# Your assignment:
Lines holding the string "shutters" in the listing below are to be copied.

# Extracted information:
########
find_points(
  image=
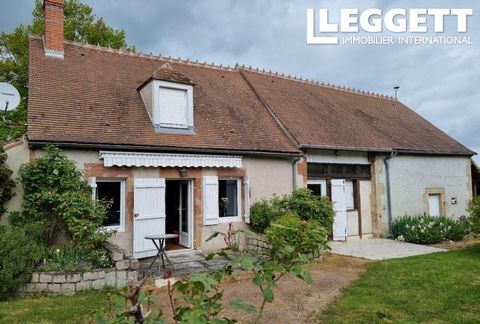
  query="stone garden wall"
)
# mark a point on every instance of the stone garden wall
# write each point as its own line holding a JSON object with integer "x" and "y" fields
{"x": 126, "y": 269}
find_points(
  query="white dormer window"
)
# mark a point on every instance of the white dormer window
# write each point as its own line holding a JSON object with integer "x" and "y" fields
{"x": 170, "y": 105}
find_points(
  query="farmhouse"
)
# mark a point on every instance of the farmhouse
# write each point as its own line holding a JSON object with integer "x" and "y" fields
{"x": 183, "y": 147}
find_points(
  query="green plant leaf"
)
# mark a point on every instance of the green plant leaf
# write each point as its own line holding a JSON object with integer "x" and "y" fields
{"x": 268, "y": 294}
{"x": 240, "y": 305}
{"x": 257, "y": 280}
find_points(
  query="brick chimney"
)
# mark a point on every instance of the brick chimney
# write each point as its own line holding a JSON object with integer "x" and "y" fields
{"x": 53, "y": 32}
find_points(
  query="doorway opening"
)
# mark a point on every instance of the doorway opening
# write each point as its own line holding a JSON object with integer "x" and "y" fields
{"x": 179, "y": 211}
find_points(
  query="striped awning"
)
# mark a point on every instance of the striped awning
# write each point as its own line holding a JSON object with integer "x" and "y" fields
{"x": 139, "y": 159}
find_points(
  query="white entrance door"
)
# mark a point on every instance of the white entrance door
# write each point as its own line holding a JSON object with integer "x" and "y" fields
{"x": 184, "y": 213}
{"x": 339, "y": 205}
{"x": 149, "y": 214}
{"x": 434, "y": 205}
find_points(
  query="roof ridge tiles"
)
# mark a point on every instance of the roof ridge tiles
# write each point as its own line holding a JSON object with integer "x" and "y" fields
{"x": 237, "y": 66}
{"x": 318, "y": 83}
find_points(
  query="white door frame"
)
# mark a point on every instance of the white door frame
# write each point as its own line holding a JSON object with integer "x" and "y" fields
{"x": 148, "y": 207}
{"x": 190, "y": 211}
{"x": 338, "y": 201}
{"x": 322, "y": 182}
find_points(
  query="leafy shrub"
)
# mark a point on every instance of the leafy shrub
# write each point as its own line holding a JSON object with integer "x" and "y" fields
{"x": 6, "y": 183}
{"x": 57, "y": 202}
{"x": 427, "y": 229}
{"x": 309, "y": 206}
{"x": 263, "y": 212}
{"x": 474, "y": 218}
{"x": 18, "y": 257}
{"x": 75, "y": 258}
{"x": 301, "y": 202}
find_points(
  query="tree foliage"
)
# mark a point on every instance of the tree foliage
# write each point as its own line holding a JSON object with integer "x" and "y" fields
{"x": 474, "y": 218}
{"x": 80, "y": 24}
{"x": 6, "y": 182}
{"x": 302, "y": 202}
{"x": 18, "y": 255}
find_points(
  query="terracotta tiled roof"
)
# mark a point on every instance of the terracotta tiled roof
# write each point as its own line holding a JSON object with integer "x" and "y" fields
{"x": 91, "y": 97}
{"x": 323, "y": 116}
{"x": 166, "y": 73}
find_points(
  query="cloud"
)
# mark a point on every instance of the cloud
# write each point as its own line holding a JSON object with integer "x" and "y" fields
{"x": 439, "y": 82}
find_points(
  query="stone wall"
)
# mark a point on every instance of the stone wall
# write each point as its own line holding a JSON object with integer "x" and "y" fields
{"x": 126, "y": 269}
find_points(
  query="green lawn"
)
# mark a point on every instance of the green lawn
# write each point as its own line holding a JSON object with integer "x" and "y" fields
{"x": 57, "y": 309}
{"x": 435, "y": 288}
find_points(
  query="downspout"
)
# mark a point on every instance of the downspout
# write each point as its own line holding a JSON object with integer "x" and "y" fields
{"x": 389, "y": 196}
{"x": 294, "y": 172}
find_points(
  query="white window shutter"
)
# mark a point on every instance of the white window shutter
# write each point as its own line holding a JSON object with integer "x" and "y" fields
{"x": 92, "y": 182}
{"x": 349, "y": 195}
{"x": 210, "y": 200}
{"x": 246, "y": 194}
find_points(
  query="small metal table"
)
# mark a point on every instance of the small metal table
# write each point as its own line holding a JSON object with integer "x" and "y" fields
{"x": 161, "y": 247}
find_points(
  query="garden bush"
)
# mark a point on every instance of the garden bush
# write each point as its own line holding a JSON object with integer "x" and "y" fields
{"x": 304, "y": 237}
{"x": 75, "y": 258}
{"x": 309, "y": 206}
{"x": 18, "y": 257}
{"x": 301, "y": 202}
{"x": 427, "y": 229}
{"x": 263, "y": 212}
{"x": 57, "y": 202}
{"x": 474, "y": 218}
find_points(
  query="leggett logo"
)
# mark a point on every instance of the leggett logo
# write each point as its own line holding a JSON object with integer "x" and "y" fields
{"x": 393, "y": 21}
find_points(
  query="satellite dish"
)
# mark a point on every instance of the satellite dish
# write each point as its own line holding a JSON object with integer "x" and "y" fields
{"x": 9, "y": 97}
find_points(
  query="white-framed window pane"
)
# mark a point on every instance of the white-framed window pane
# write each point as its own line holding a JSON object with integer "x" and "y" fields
{"x": 316, "y": 188}
{"x": 173, "y": 107}
{"x": 349, "y": 193}
{"x": 228, "y": 198}
{"x": 111, "y": 192}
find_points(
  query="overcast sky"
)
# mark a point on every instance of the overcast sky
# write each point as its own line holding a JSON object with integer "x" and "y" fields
{"x": 439, "y": 82}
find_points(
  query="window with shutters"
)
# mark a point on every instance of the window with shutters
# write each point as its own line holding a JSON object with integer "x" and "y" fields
{"x": 169, "y": 105}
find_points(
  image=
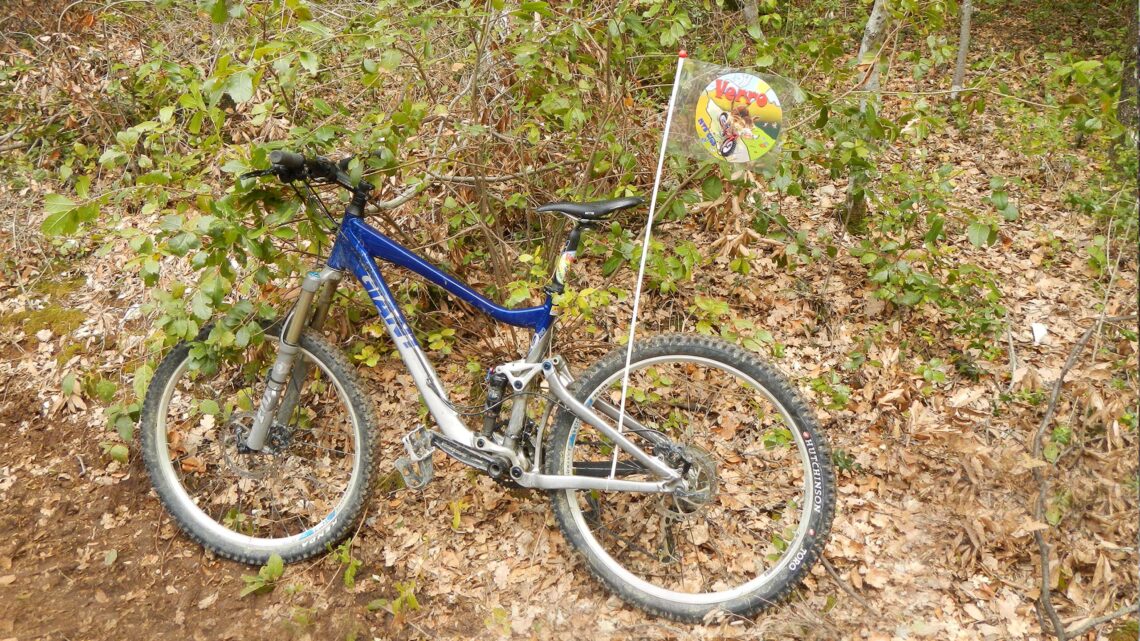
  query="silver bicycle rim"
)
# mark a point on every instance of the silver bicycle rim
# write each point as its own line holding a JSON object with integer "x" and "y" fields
{"x": 700, "y": 598}
{"x": 203, "y": 521}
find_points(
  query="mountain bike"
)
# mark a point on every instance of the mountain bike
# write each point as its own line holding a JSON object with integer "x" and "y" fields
{"x": 714, "y": 492}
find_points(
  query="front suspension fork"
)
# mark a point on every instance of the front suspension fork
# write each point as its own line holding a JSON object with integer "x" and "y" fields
{"x": 284, "y": 376}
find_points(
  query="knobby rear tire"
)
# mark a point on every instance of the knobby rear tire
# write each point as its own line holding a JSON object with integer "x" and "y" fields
{"x": 809, "y": 443}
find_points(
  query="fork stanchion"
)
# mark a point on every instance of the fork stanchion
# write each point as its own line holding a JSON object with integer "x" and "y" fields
{"x": 641, "y": 269}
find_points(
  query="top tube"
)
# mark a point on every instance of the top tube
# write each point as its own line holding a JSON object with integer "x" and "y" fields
{"x": 356, "y": 234}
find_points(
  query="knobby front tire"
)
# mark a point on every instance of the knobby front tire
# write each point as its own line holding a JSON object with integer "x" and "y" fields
{"x": 760, "y": 468}
{"x": 302, "y": 493}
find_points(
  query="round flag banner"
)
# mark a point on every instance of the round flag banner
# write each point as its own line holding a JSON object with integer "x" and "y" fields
{"x": 738, "y": 118}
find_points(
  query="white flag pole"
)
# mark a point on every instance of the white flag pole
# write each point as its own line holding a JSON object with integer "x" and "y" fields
{"x": 641, "y": 269}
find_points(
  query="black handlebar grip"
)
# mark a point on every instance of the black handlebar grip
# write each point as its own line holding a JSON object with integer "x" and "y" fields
{"x": 288, "y": 160}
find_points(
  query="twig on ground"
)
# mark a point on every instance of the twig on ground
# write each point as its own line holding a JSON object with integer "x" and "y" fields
{"x": 846, "y": 587}
{"x": 1039, "y": 512}
{"x": 1079, "y": 630}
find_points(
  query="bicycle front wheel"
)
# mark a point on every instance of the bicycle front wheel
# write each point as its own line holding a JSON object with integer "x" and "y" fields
{"x": 303, "y": 491}
{"x": 760, "y": 484}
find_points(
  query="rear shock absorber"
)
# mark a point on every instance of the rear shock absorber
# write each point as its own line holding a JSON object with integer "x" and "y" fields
{"x": 495, "y": 387}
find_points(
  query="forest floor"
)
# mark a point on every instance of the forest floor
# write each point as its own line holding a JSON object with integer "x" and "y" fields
{"x": 934, "y": 530}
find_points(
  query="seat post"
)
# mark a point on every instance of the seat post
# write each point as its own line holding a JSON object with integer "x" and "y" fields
{"x": 569, "y": 256}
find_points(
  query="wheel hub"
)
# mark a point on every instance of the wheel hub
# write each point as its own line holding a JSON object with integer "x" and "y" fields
{"x": 701, "y": 484}
{"x": 245, "y": 462}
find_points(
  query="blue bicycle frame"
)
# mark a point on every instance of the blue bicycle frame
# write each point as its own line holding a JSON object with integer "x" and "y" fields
{"x": 358, "y": 244}
{"x": 356, "y": 250}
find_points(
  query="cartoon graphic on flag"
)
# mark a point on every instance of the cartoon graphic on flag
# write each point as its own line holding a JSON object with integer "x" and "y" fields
{"x": 715, "y": 113}
{"x": 729, "y": 114}
{"x": 738, "y": 118}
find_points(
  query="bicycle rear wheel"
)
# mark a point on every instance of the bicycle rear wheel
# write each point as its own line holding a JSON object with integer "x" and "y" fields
{"x": 762, "y": 484}
{"x": 307, "y": 486}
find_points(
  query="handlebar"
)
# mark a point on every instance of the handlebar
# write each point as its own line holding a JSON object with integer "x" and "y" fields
{"x": 290, "y": 167}
{"x": 287, "y": 160}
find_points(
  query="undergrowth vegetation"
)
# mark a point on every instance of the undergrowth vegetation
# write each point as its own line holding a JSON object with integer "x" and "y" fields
{"x": 475, "y": 112}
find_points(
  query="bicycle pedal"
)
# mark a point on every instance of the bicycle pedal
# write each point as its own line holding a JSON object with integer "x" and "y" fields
{"x": 418, "y": 445}
{"x": 416, "y": 475}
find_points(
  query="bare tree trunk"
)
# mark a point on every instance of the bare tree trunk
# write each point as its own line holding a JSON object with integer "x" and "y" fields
{"x": 1128, "y": 110}
{"x": 963, "y": 47}
{"x": 752, "y": 17}
{"x": 854, "y": 211}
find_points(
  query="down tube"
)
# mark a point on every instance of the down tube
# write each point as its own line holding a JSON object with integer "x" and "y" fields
{"x": 422, "y": 372}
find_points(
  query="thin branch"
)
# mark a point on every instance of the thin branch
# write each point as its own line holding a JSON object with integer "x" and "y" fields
{"x": 846, "y": 587}
{"x": 1077, "y": 631}
{"x": 1045, "y": 598}
{"x": 472, "y": 180}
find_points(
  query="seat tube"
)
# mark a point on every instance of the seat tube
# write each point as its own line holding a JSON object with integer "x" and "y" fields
{"x": 283, "y": 366}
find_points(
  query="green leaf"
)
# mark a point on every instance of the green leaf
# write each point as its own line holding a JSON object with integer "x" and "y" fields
{"x": 711, "y": 188}
{"x": 141, "y": 379}
{"x": 316, "y": 29}
{"x": 63, "y": 216}
{"x": 309, "y": 61}
{"x": 239, "y": 87}
{"x": 274, "y": 568}
{"x": 124, "y": 427}
{"x": 390, "y": 59}
{"x": 105, "y": 390}
{"x": 979, "y": 234}
{"x": 119, "y": 453}
{"x": 209, "y": 406}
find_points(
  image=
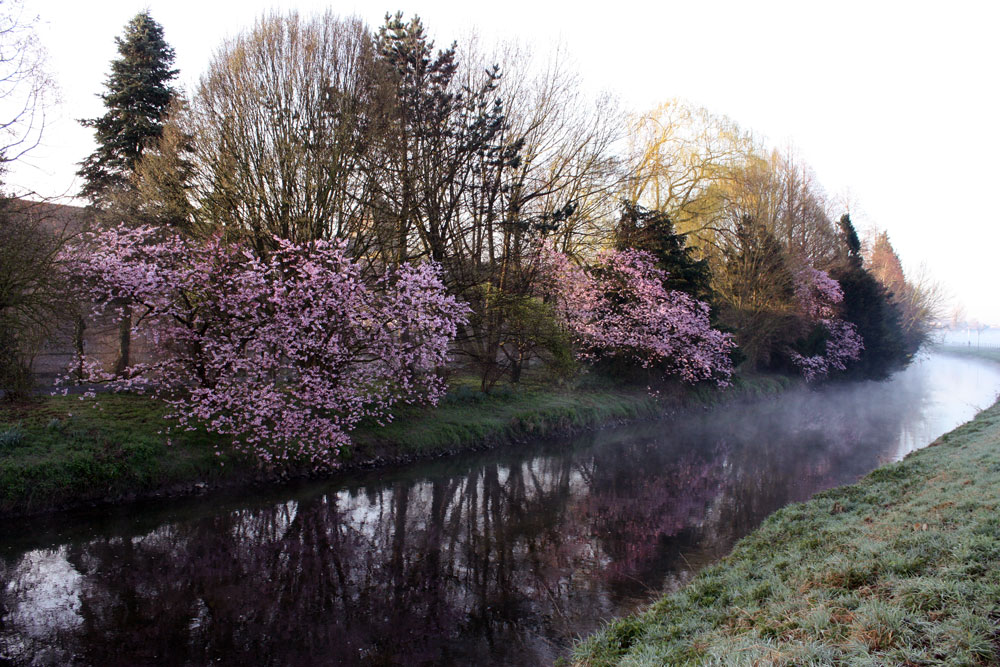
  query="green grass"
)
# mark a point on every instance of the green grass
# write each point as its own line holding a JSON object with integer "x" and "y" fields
{"x": 902, "y": 568}
{"x": 61, "y": 450}
{"x": 58, "y": 452}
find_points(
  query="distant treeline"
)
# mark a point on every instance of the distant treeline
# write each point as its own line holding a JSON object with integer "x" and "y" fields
{"x": 497, "y": 167}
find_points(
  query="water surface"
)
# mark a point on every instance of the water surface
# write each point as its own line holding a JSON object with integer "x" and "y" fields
{"x": 502, "y": 558}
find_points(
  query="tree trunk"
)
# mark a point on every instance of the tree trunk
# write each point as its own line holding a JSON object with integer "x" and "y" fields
{"x": 124, "y": 341}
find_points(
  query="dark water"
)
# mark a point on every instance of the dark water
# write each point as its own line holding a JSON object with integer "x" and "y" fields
{"x": 503, "y": 558}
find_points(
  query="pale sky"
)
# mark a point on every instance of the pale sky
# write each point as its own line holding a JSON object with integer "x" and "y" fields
{"x": 895, "y": 102}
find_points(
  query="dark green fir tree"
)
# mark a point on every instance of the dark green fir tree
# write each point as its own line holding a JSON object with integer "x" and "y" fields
{"x": 137, "y": 97}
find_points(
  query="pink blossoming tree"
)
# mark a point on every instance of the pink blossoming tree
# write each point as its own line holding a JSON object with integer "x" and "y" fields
{"x": 818, "y": 295}
{"x": 621, "y": 308}
{"x": 286, "y": 354}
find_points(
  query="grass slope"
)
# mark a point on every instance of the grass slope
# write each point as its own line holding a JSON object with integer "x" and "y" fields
{"x": 62, "y": 451}
{"x": 902, "y": 568}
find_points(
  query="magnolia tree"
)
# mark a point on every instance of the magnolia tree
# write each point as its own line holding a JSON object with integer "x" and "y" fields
{"x": 286, "y": 354}
{"x": 620, "y": 308}
{"x": 818, "y": 295}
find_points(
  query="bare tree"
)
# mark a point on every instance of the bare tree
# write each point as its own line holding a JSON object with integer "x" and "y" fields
{"x": 277, "y": 130}
{"x": 26, "y": 89}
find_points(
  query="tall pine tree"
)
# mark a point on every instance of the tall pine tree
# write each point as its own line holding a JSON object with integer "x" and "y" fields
{"x": 137, "y": 97}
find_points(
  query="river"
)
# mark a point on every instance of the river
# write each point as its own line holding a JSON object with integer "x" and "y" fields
{"x": 498, "y": 558}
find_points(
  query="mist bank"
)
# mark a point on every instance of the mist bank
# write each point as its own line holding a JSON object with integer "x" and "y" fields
{"x": 64, "y": 452}
{"x": 900, "y": 568}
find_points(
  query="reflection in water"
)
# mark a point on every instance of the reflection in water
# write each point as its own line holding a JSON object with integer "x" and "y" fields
{"x": 502, "y": 558}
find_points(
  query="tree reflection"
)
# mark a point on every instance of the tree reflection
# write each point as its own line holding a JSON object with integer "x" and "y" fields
{"x": 504, "y": 563}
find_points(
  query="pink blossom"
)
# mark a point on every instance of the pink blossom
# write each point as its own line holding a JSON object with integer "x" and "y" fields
{"x": 818, "y": 295}
{"x": 621, "y": 308}
{"x": 286, "y": 354}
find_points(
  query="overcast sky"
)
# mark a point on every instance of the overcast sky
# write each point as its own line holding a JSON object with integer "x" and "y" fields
{"x": 895, "y": 103}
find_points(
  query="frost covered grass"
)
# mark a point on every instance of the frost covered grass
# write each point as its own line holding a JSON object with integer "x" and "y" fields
{"x": 902, "y": 568}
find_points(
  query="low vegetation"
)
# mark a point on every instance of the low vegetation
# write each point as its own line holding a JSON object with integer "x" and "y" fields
{"x": 64, "y": 451}
{"x": 902, "y": 568}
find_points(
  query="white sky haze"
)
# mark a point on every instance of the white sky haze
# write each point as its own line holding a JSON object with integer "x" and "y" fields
{"x": 895, "y": 102}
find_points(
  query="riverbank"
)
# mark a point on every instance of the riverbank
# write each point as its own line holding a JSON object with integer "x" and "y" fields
{"x": 901, "y": 568}
{"x": 63, "y": 452}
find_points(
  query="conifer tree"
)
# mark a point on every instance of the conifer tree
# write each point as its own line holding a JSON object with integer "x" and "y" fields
{"x": 137, "y": 97}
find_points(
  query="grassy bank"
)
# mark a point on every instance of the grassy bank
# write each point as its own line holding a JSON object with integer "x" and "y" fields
########
# Answer space:
  query="window with shutters"
# mark a point on every instance of the window with shutters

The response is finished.